### Rows
• • • •
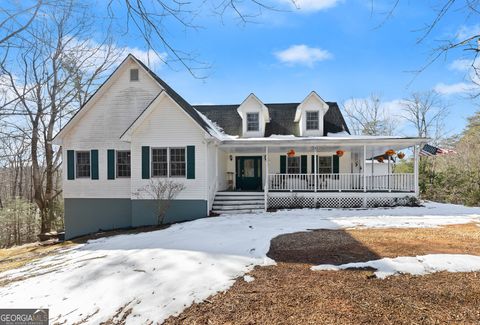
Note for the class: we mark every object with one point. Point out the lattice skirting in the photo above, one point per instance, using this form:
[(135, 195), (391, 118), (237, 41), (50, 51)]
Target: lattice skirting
[(296, 201)]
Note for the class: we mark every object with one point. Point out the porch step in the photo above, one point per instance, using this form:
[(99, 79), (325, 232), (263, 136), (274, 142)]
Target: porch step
[(238, 202), (238, 211)]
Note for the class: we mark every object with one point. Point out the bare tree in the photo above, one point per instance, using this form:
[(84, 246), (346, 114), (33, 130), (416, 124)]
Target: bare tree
[(426, 113), (369, 116), (163, 191), (52, 74)]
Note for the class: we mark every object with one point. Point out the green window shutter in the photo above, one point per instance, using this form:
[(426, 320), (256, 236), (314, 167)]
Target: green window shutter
[(94, 164), (336, 164), (70, 164), (110, 164), (303, 164), (145, 162), (190, 162), (283, 164)]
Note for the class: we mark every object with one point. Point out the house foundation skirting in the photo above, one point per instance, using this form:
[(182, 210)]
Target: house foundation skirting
[(89, 215), (283, 200)]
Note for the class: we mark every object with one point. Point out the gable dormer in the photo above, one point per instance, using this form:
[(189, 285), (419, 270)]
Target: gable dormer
[(254, 116), (310, 114)]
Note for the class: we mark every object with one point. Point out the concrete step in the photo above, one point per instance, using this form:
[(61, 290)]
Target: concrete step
[(238, 202), (240, 193), (240, 199), (238, 207), (241, 211)]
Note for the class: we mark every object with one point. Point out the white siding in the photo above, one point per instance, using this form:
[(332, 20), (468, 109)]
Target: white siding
[(113, 110), (169, 126)]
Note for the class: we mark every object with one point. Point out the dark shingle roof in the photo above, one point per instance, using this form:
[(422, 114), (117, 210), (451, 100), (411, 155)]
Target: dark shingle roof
[(282, 118), (177, 98)]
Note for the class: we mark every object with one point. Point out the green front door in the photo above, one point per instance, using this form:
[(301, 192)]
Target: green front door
[(249, 173)]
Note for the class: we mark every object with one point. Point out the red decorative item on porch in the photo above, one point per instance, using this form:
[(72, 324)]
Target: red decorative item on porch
[(390, 152)]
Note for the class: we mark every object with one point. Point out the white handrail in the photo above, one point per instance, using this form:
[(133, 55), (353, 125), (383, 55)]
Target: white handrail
[(341, 182)]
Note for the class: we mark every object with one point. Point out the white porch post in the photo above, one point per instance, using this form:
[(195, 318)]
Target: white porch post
[(266, 179), (315, 168), (364, 175), (364, 168), (415, 168)]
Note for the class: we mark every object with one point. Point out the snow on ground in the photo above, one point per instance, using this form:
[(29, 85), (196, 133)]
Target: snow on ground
[(418, 265), (161, 273)]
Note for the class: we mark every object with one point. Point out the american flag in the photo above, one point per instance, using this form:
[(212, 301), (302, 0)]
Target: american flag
[(429, 150)]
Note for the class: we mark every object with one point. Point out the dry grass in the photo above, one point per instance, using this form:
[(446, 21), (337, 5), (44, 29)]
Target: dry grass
[(290, 293)]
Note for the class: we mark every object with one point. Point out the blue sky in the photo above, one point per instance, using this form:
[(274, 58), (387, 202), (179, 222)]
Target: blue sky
[(336, 48)]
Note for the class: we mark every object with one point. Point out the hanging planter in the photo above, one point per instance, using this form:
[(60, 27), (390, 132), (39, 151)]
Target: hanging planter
[(390, 152)]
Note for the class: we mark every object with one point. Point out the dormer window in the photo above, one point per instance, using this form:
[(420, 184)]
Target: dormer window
[(133, 74), (253, 123), (312, 121)]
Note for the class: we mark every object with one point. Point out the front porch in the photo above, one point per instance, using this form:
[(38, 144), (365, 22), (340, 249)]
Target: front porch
[(321, 172)]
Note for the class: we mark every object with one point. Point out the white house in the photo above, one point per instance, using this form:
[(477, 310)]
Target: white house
[(244, 157)]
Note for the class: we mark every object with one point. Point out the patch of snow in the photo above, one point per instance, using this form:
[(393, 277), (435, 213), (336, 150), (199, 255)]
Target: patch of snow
[(419, 265), (215, 129), (339, 134), (165, 271)]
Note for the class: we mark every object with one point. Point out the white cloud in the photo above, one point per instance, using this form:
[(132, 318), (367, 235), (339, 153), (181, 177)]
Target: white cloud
[(303, 55), (312, 5), (461, 65), (455, 88)]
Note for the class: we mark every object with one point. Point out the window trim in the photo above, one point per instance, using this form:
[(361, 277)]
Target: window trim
[(318, 164), (138, 75), (168, 175), (299, 165), (258, 121), (307, 120), (116, 164), (89, 163)]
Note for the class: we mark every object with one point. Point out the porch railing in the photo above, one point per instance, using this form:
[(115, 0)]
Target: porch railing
[(341, 182)]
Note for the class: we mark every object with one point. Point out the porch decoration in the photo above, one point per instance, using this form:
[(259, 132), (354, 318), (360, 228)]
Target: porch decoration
[(390, 152)]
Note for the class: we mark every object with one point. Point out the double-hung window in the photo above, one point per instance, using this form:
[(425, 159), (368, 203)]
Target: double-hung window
[(123, 163), (177, 162), (83, 164), (324, 164), (312, 121), (253, 123), (168, 162), (293, 165)]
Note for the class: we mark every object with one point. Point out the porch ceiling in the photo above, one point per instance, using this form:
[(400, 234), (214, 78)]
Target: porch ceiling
[(375, 146)]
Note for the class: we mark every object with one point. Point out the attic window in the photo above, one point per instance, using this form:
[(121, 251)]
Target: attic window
[(312, 120), (253, 122), (133, 74)]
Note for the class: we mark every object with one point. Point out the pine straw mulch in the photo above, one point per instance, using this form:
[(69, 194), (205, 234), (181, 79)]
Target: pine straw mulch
[(290, 293)]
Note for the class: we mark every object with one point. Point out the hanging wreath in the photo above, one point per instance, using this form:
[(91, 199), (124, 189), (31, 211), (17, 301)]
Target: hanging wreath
[(390, 152)]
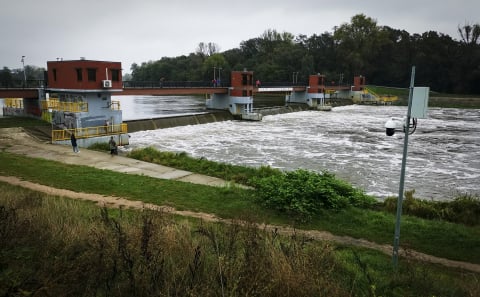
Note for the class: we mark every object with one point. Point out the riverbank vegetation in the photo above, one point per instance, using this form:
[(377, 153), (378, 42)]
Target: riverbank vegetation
[(53, 246), (56, 246), (302, 193), (446, 239)]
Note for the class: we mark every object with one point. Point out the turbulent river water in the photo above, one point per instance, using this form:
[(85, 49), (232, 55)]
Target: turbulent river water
[(350, 141)]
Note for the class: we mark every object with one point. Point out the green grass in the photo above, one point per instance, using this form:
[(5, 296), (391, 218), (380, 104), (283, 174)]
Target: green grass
[(453, 241), (435, 100), (73, 248)]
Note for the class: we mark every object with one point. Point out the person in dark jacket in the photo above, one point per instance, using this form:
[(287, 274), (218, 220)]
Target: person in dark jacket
[(113, 146), (74, 143)]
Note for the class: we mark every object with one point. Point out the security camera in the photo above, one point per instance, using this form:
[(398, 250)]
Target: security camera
[(390, 127), (392, 124)]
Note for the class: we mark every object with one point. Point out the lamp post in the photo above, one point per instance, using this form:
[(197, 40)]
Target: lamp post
[(396, 239), (24, 74)]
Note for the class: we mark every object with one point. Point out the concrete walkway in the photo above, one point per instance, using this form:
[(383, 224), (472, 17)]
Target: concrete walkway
[(17, 141)]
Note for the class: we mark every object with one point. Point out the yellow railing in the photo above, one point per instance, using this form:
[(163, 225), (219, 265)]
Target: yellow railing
[(64, 106), (14, 102), (89, 132), (115, 105), (381, 98)]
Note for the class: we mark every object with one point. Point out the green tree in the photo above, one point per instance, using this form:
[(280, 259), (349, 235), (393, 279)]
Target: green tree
[(358, 44)]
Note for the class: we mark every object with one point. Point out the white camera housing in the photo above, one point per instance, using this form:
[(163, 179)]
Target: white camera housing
[(392, 124)]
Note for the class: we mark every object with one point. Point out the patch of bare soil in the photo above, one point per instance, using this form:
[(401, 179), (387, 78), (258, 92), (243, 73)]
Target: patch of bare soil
[(118, 202)]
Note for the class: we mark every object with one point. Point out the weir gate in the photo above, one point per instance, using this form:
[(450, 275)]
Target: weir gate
[(76, 98)]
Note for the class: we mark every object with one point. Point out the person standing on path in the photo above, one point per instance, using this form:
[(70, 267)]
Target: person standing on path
[(113, 146), (74, 143)]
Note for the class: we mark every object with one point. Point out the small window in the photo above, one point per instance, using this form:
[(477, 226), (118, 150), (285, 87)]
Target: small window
[(79, 74), (115, 75), (92, 74)]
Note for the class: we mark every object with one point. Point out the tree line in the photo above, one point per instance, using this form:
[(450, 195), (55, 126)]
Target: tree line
[(382, 54)]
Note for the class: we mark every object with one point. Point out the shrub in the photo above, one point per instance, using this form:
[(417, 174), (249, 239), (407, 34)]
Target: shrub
[(303, 193)]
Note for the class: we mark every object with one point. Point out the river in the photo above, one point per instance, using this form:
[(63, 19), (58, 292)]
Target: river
[(350, 141)]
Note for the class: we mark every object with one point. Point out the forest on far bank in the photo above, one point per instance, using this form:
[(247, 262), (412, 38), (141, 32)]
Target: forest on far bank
[(382, 54)]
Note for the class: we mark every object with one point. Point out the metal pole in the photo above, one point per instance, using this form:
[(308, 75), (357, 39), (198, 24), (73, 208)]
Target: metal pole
[(24, 74), (396, 238)]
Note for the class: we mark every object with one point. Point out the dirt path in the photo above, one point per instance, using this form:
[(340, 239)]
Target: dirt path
[(117, 202)]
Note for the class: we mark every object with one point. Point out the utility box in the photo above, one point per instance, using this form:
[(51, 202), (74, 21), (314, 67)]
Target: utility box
[(420, 102)]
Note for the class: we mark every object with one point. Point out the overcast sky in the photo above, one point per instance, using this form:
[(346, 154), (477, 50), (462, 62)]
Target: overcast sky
[(147, 30)]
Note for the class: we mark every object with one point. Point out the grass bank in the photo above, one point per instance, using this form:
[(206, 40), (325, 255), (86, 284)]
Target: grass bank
[(448, 240), (53, 246)]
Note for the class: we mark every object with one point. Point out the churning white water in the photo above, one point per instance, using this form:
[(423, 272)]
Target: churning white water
[(350, 141)]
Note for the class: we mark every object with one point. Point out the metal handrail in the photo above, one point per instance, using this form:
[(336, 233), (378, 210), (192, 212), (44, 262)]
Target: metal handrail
[(89, 132)]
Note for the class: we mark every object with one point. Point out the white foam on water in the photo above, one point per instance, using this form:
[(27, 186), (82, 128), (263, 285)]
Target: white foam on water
[(350, 141)]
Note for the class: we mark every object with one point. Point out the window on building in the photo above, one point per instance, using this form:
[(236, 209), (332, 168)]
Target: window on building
[(92, 74), (115, 74), (79, 74)]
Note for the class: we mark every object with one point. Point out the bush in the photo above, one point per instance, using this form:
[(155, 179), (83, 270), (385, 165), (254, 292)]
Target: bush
[(303, 193)]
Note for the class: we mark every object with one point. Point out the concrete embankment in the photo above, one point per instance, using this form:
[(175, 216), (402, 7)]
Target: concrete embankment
[(213, 116), (184, 120)]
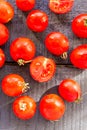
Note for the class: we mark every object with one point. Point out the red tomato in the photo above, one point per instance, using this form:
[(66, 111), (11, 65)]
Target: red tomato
[(14, 85), (6, 11), (25, 5), (42, 69), (4, 34), (22, 49), (70, 90), (2, 58), (52, 107), (79, 26), (57, 43), (60, 6), (24, 107), (78, 56), (37, 20)]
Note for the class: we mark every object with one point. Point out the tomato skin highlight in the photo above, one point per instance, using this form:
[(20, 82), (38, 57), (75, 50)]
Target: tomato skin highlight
[(69, 90), (24, 107), (52, 107), (6, 11), (22, 48), (4, 34), (56, 43), (25, 5), (42, 69), (2, 58), (37, 20), (60, 6), (13, 85), (78, 56), (79, 26)]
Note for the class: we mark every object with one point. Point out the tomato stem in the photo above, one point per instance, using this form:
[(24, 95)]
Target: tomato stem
[(22, 62), (64, 56), (26, 87)]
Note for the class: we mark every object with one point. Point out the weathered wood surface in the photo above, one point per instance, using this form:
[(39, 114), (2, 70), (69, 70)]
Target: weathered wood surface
[(57, 22), (75, 117)]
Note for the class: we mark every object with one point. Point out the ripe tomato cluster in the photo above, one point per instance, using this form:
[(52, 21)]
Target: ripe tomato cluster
[(42, 69)]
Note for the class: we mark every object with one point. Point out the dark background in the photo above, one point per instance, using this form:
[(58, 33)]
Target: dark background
[(75, 117)]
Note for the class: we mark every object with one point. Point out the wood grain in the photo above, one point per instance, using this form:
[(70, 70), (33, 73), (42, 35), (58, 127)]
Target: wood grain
[(62, 23), (75, 117)]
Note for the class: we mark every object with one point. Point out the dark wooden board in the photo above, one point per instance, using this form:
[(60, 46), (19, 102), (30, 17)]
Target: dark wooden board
[(75, 117), (62, 23)]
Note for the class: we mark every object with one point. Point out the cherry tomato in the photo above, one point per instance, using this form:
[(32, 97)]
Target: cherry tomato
[(25, 5), (24, 107), (4, 34), (42, 69), (14, 85), (60, 6), (70, 90), (2, 58), (52, 107), (37, 20), (78, 56), (6, 11), (57, 43), (22, 49), (79, 26)]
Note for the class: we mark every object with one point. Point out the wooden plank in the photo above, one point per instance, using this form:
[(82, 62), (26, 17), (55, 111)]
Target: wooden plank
[(62, 23), (75, 117)]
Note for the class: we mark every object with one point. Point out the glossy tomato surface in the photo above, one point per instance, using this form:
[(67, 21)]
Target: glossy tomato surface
[(2, 58), (24, 107), (4, 34), (37, 20), (52, 107), (79, 25), (42, 69), (25, 5), (22, 49), (13, 85), (57, 43), (78, 56), (60, 6), (6, 11), (70, 90)]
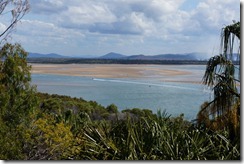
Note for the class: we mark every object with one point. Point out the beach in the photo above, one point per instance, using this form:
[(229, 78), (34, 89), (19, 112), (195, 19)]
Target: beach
[(161, 72)]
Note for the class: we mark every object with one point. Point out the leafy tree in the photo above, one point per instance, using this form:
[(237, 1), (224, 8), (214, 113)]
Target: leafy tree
[(224, 110), (17, 99), (46, 139), (17, 9)]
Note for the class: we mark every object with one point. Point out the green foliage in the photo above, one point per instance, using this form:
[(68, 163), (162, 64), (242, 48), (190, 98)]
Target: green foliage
[(223, 112), (36, 126)]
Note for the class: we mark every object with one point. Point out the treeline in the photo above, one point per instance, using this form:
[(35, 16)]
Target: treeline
[(38, 126), (110, 61)]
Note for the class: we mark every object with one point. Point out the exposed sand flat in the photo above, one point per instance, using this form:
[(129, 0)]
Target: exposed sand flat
[(166, 72)]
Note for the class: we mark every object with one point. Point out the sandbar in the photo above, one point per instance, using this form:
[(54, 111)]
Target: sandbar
[(162, 72)]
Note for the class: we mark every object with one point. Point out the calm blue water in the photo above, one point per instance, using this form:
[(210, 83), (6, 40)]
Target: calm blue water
[(174, 97)]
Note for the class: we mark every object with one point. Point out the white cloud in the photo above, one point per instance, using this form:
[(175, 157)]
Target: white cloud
[(100, 25)]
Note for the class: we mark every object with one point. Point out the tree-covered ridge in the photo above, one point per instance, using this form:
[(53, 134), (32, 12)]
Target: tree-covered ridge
[(36, 126)]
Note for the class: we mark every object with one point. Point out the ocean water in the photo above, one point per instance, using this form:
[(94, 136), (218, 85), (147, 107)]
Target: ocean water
[(146, 93)]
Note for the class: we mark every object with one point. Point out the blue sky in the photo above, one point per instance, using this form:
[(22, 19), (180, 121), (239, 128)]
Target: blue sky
[(150, 27)]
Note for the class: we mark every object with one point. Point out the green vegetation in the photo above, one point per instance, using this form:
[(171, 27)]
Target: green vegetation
[(223, 112), (36, 126), (110, 61)]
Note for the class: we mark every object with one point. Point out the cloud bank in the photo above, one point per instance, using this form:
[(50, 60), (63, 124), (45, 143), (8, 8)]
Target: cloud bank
[(126, 26)]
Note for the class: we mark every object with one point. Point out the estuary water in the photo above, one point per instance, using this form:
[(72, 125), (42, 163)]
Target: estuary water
[(175, 95)]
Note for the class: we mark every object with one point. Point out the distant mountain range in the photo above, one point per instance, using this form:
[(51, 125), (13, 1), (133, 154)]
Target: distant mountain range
[(51, 55), (113, 55)]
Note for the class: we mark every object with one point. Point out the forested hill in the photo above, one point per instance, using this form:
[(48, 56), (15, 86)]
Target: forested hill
[(110, 61)]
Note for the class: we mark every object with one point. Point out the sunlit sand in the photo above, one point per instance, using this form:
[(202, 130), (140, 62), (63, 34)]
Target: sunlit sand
[(162, 72)]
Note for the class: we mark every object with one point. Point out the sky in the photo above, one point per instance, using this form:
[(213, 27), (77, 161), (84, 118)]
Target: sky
[(88, 28)]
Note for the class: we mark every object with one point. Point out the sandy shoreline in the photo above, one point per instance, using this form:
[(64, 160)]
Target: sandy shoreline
[(163, 72)]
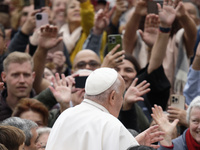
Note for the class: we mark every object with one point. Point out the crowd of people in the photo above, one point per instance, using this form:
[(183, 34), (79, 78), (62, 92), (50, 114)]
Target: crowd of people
[(62, 87)]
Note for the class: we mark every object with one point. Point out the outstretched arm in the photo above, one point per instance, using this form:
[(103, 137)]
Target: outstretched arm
[(164, 125), (47, 40), (135, 93), (167, 15), (132, 26), (62, 91), (149, 136), (190, 30)]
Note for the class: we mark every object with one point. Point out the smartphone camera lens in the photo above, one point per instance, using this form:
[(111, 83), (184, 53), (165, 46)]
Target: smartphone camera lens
[(39, 17), (113, 40), (174, 100)]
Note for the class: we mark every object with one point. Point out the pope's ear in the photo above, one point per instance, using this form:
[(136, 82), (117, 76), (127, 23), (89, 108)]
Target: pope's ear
[(112, 97), (3, 76)]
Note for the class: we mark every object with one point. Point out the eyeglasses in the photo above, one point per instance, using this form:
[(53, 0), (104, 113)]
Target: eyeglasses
[(82, 64)]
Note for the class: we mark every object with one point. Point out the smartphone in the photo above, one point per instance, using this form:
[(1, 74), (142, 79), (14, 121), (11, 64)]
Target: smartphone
[(177, 101), (38, 4), (113, 40), (27, 3), (4, 8), (80, 81), (152, 6), (41, 19)]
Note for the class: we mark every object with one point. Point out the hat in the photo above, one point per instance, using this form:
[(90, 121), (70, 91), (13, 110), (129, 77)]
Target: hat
[(100, 80)]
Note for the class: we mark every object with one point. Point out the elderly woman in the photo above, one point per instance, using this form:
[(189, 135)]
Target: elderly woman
[(190, 139)]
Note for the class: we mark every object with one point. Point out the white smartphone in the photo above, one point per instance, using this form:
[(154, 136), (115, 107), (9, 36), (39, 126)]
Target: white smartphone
[(41, 19), (177, 101)]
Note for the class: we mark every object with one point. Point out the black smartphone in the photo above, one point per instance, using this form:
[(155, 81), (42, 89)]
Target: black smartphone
[(177, 101), (113, 40), (80, 81), (4, 8), (152, 6), (26, 2), (38, 4), (41, 19)]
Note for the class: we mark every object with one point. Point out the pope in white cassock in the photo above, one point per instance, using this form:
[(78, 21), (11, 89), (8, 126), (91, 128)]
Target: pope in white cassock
[(93, 125)]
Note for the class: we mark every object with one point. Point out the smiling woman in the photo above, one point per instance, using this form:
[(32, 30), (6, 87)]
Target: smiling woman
[(190, 139), (33, 110)]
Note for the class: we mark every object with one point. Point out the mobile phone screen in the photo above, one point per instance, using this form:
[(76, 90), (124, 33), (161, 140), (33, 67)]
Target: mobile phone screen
[(4, 8), (113, 40), (80, 81), (38, 4)]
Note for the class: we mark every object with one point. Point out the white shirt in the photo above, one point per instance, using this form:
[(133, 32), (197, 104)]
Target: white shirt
[(89, 126)]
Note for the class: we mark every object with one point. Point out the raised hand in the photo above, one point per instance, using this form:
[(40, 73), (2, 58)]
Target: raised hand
[(102, 19), (167, 14), (150, 33), (48, 37), (62, 90), (141, 7), (176, 113), (113, 58), (164, 125), (1, 86), (134, 93), (29, 26), (121, 6), (149, 136)]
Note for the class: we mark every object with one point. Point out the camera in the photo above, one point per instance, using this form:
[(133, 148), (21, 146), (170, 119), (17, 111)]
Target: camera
[(174, 99), (112, 40), (41, 19), (177, 100), (38, 16)]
• • • •
### Problem to solve
Reproduce as a Markdown table the entries from the line that contains "out the cloud" through the line that contains "[(163, 72)]", both lines included. Use the columns Row and Line, number each row, and omit any blank lines.

### Task answer
| Row | Line |
|---|---|
| 1 | Note for the class: we mark every object with one point. Point out the cloud bank in the photo above, one point per instance, using this form: |
| 2 | [(50, 60), (63, 124), (45, 143), (8, 8)] |
| 3 | Target: cloud bank |
| 4 | [(126, 26)] |
| 5 | Note for the class: we mark every object with one point. Point out the estuary water in the photo above, one point per instance, using this form: |
| 6 | [(72, 125), (42, 163)] |
| 7 | Target: estuary water |
| 8 | [(175, 95)] |
| 9 | Note for the class: we mark every object with one point. Point out the distant mountain range in the photo above, one point per instance, using this form: |
| 10 | [(51, 125), (13, 1), (133, 154)] |
| 11 | Target: distant mountain range |
| 12 | [(51, 55), (113, 55)] |
| 13 | Note for the class: we mark every object with one point. Point out the forested hill in the photo above, one point per instance, using this form: |
| 14 | [(48, 56), (15, 86)] |
| 15 | Target: forested hill |
| 16 | [(110, 61)] |
| 17 | Note for the class: we mark every object with one point. Point out the sunlit sand in the photo above, one point per instance, using this form: |
| 18 | [(202, 130), (140, 62), (63, 34)] |
| 19 | Target: sunlit sand |
| 20 | [(162, 72)] |
| 21 | Note for the class: we mark every object with one point. Point out the sky in the photo above, one point per instance, using this form: |
| 22 | [(213, 27), (77, 161), (84, 118)] |
| 23 | Target: sky |
| 24 | [(88, 28)] |
| 25 | Note for the class: we mark every object with one point. Point out the sandy shoreline in the photo above, one point per instance, using this form: |
| 26 | [(64, 160)] |
| 27 | Target: sandy shoreline |
| 28 | [(163, 72)] |